- Opening Delimiter -
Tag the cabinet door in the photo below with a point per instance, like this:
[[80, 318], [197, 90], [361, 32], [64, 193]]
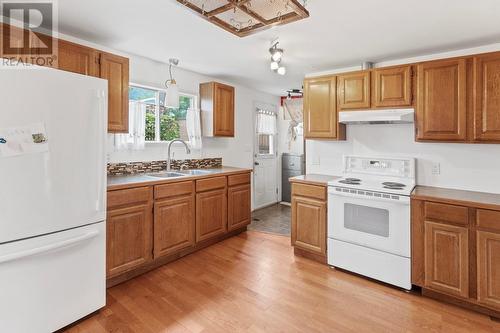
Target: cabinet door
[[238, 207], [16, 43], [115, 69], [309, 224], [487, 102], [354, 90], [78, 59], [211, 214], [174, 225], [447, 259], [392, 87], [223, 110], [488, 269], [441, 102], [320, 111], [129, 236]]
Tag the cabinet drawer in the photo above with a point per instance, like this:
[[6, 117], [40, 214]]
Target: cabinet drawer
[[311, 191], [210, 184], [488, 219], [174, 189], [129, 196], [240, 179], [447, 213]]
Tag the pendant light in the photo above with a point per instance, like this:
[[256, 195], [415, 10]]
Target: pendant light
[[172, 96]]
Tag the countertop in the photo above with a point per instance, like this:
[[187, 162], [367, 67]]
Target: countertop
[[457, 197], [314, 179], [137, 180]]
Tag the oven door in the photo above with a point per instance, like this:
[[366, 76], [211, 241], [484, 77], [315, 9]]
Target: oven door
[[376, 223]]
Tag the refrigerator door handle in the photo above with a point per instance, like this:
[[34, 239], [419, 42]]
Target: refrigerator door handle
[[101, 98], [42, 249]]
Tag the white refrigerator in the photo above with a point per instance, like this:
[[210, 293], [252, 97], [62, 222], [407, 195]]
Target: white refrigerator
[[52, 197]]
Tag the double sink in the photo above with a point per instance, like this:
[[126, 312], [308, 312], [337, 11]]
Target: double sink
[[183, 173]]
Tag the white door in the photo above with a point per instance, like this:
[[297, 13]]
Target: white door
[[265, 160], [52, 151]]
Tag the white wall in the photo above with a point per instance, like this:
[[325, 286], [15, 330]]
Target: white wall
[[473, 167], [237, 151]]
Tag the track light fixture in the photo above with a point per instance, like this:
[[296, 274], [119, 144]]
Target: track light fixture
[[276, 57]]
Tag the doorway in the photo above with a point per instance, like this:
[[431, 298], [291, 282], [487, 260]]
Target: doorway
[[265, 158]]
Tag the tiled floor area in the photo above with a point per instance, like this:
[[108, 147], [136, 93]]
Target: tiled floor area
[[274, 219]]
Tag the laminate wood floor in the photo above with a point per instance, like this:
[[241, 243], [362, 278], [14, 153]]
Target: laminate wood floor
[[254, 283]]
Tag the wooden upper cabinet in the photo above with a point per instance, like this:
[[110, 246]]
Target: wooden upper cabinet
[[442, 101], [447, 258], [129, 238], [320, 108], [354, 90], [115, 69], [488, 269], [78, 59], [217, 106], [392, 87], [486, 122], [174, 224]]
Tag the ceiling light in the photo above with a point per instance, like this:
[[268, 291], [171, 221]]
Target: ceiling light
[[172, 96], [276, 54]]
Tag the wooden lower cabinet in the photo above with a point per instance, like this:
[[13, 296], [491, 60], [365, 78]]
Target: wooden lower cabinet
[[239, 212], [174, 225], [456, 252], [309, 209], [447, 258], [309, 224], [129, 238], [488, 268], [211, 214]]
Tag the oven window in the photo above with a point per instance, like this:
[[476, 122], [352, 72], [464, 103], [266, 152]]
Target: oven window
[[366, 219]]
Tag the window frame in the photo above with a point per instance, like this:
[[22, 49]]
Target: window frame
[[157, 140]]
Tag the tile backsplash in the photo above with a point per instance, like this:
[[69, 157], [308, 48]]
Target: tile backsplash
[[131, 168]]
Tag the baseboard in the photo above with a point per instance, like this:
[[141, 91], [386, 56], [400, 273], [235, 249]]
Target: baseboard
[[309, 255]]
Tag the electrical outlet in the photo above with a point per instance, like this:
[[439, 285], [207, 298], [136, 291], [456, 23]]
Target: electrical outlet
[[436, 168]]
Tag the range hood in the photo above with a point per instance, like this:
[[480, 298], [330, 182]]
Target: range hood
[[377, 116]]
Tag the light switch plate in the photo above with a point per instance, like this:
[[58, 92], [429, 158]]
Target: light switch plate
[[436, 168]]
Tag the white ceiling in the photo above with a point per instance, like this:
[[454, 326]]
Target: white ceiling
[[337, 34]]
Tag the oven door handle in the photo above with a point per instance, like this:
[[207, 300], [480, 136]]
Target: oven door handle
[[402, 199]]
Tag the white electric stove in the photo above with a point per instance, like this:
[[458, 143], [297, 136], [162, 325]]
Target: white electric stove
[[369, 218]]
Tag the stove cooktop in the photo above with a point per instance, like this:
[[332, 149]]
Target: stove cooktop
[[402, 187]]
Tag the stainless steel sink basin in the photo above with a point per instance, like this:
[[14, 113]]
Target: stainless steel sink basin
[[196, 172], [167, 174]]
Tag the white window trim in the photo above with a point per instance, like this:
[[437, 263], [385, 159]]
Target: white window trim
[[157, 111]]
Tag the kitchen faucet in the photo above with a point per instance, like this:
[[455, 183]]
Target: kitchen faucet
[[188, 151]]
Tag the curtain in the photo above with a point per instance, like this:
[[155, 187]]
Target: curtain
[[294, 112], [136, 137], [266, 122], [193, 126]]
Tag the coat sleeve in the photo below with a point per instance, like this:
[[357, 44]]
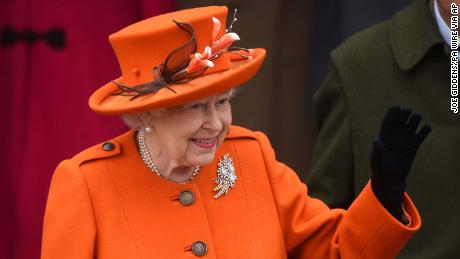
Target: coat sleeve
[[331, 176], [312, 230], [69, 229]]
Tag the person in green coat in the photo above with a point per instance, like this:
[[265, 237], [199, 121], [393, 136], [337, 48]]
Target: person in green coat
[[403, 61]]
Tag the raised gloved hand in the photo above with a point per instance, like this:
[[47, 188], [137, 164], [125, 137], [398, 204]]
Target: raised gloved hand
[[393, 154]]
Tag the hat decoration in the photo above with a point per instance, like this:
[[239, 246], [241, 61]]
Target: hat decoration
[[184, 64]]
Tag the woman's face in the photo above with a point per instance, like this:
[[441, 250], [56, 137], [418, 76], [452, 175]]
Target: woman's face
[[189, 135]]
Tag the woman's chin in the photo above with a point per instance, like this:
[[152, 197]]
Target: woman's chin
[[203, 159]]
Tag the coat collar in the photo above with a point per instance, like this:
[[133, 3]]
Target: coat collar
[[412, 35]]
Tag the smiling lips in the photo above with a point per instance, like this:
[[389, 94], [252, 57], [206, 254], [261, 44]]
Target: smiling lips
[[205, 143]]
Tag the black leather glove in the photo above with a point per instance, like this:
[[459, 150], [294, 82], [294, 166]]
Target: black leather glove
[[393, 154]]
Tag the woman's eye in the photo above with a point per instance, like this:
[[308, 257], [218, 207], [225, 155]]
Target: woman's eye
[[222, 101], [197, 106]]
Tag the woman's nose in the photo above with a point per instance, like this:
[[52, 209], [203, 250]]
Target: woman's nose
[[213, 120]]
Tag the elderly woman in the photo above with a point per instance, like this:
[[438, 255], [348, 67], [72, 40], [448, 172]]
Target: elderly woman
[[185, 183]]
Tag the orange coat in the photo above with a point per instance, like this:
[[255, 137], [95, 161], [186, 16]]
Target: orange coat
- Closing Delimiter -
What lines in the data above contain the word "below"? Show them all.

Tag the cabinet door in the photo below with a point per instance, like this:
Tag the coat sleeve in the photo below with a point per instance, like this:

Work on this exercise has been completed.